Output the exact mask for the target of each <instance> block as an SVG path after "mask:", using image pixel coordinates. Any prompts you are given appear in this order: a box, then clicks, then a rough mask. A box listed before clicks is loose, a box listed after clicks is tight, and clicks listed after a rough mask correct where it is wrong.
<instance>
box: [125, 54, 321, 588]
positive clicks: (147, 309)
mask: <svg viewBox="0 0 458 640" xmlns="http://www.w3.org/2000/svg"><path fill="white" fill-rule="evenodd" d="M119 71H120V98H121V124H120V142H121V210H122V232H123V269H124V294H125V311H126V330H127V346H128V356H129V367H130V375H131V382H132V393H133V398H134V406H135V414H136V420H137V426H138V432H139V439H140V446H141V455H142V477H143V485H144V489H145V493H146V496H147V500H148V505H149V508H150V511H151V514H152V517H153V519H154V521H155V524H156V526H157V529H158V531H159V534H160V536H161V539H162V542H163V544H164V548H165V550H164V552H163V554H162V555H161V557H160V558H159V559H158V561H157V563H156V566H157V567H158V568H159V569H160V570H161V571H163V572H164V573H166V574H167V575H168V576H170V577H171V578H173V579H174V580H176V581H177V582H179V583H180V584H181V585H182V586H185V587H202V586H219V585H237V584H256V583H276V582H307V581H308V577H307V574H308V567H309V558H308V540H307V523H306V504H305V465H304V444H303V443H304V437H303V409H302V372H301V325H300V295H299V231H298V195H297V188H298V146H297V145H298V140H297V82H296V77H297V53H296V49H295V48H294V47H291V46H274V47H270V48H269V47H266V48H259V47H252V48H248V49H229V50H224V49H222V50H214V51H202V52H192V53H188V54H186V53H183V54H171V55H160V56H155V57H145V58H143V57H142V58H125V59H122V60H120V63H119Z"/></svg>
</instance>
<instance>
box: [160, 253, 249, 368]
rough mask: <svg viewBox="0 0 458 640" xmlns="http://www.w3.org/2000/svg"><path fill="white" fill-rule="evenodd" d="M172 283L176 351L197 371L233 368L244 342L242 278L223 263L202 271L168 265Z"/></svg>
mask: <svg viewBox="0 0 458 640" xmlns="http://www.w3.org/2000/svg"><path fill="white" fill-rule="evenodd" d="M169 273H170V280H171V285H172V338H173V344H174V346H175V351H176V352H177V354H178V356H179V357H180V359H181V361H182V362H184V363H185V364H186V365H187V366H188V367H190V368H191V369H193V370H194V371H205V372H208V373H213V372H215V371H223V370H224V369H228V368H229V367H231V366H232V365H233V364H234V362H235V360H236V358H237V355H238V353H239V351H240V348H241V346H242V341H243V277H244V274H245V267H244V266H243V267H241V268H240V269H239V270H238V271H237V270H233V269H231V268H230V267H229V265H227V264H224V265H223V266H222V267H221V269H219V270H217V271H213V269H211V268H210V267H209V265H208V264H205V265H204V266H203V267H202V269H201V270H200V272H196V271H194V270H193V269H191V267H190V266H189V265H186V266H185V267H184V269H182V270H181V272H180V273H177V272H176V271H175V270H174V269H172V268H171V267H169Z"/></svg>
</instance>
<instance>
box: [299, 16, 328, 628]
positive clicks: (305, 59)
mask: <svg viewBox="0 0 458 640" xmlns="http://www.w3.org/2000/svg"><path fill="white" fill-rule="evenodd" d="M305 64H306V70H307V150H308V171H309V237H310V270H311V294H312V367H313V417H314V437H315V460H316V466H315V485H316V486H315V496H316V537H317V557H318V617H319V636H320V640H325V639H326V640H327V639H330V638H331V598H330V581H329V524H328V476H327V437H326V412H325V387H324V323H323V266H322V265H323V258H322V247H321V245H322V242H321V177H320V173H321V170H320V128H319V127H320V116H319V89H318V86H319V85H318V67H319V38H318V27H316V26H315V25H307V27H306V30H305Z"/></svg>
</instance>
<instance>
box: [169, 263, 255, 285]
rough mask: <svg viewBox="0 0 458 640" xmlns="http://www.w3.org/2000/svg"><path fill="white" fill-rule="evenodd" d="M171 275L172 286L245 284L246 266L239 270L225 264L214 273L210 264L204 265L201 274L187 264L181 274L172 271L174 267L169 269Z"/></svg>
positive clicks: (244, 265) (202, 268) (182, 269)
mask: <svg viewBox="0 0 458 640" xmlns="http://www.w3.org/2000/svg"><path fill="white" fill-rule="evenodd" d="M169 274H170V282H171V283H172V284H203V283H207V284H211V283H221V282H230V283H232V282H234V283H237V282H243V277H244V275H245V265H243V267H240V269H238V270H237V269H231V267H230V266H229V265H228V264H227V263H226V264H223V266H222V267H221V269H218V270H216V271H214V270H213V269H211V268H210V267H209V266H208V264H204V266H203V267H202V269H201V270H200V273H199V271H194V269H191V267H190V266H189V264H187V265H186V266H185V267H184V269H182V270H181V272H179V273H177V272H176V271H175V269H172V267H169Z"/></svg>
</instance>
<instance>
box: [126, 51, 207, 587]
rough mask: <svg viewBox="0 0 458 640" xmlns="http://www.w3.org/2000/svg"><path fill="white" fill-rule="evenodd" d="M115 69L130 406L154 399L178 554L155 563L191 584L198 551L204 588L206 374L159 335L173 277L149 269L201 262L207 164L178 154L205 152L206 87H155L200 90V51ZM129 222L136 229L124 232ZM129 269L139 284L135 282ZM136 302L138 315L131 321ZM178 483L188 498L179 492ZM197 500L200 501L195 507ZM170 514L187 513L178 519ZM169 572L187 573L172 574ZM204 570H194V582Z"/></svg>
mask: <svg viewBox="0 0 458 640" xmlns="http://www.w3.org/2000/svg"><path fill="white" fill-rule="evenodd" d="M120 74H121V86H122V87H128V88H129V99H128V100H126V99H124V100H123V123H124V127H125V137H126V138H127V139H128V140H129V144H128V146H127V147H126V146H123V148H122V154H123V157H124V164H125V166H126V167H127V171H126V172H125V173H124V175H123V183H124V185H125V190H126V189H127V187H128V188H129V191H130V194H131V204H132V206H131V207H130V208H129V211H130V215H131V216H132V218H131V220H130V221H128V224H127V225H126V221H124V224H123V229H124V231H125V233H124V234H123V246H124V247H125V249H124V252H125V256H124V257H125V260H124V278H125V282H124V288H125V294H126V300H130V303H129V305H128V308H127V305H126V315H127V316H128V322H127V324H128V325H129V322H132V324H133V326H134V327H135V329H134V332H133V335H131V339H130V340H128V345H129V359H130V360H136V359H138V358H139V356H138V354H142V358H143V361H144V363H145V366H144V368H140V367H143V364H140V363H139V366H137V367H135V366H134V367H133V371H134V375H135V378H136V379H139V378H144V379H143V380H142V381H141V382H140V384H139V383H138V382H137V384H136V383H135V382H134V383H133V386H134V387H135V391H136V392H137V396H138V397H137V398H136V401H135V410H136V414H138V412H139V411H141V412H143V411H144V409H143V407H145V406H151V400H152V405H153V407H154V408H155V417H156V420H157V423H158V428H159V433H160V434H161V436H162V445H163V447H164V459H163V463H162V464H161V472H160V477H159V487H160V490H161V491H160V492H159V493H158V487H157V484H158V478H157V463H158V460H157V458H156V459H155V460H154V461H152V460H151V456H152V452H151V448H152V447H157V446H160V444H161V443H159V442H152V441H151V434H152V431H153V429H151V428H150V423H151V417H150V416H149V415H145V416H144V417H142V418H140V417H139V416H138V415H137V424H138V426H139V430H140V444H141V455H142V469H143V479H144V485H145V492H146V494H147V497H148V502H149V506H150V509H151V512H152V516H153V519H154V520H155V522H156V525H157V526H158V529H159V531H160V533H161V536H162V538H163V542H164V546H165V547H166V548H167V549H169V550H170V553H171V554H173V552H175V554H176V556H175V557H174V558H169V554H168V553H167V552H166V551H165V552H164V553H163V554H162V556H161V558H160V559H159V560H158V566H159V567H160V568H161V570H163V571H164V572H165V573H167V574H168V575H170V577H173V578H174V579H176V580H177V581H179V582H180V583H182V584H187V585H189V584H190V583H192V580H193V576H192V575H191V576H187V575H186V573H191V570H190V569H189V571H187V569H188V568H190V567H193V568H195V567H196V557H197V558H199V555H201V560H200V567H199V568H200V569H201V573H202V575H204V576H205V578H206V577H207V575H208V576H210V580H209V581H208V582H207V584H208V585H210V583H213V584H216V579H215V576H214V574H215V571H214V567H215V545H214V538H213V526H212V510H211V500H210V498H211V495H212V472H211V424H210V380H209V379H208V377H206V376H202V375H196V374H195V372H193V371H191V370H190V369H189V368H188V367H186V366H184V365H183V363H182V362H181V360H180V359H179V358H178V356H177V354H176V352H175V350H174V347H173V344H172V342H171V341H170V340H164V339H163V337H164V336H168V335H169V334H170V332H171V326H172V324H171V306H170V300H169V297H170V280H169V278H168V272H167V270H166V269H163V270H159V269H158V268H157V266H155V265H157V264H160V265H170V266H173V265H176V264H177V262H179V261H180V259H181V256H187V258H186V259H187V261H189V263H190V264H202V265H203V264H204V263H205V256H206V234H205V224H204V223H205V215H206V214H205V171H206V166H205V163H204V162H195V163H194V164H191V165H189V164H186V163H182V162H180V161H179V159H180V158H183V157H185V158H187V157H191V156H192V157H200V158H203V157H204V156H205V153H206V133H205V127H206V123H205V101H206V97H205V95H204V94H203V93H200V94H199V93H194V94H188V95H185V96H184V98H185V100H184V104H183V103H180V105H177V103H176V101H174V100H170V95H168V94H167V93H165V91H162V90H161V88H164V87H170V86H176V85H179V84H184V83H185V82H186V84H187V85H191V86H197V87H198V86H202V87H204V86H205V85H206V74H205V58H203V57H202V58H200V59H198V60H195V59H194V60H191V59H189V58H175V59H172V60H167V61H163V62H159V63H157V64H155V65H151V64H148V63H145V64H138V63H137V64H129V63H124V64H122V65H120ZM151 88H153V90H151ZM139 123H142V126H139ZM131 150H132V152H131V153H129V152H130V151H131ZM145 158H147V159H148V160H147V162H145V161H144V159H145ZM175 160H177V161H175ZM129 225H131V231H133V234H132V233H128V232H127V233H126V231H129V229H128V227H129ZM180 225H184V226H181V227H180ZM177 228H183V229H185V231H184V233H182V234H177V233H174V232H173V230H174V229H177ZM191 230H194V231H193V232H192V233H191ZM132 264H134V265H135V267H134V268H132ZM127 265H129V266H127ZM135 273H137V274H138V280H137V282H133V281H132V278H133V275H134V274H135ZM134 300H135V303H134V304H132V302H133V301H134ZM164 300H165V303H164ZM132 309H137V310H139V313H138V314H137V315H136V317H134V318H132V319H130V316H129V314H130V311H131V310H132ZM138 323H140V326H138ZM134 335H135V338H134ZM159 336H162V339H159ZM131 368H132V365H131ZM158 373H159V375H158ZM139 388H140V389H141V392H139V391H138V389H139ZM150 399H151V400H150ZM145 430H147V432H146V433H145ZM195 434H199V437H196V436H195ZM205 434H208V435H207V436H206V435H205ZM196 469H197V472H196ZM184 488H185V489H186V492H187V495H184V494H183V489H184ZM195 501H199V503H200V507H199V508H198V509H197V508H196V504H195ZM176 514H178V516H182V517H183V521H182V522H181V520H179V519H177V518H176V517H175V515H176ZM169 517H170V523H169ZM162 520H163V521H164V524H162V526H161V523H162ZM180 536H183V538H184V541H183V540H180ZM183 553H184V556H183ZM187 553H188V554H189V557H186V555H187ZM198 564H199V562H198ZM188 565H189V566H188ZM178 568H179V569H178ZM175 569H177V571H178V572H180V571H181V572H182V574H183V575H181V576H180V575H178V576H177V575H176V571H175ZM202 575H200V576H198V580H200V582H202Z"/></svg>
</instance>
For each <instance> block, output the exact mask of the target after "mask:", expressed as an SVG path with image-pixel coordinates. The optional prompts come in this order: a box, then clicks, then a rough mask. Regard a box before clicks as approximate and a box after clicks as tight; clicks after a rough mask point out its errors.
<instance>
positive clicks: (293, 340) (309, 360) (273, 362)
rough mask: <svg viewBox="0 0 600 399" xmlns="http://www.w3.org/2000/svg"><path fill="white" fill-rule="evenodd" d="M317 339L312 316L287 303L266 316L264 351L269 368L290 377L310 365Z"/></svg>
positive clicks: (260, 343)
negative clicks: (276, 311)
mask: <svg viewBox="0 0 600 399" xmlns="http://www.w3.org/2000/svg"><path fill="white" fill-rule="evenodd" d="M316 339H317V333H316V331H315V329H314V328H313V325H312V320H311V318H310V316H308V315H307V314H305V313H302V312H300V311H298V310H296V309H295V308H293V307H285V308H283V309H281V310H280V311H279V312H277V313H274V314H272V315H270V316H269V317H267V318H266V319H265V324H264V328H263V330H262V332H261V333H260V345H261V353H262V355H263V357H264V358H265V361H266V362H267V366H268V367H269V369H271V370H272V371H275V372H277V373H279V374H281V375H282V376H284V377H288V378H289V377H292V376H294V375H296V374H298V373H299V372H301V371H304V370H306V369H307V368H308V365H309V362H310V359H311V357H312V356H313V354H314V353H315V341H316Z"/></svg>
- - -
TASK PROMPT
Your task is to set down only the lines that run from the opening of the listing to the line with "box: [125, 54, 321, 588]", both ends included, each unchanged.

RESULT OF THIS TASK
Output the exact mask for the target of each <instance> block as an SVG path after "mask:", using image pixel coordinates. Any prompts you are given appear in this order: a box, then clicks, then a rough mask. A box listed before clicks is loose, a box listed after clicks is tight, and clicks listed after a rough mask correct where it is wrong.
<instance>
box: [125, 54, 321, 588]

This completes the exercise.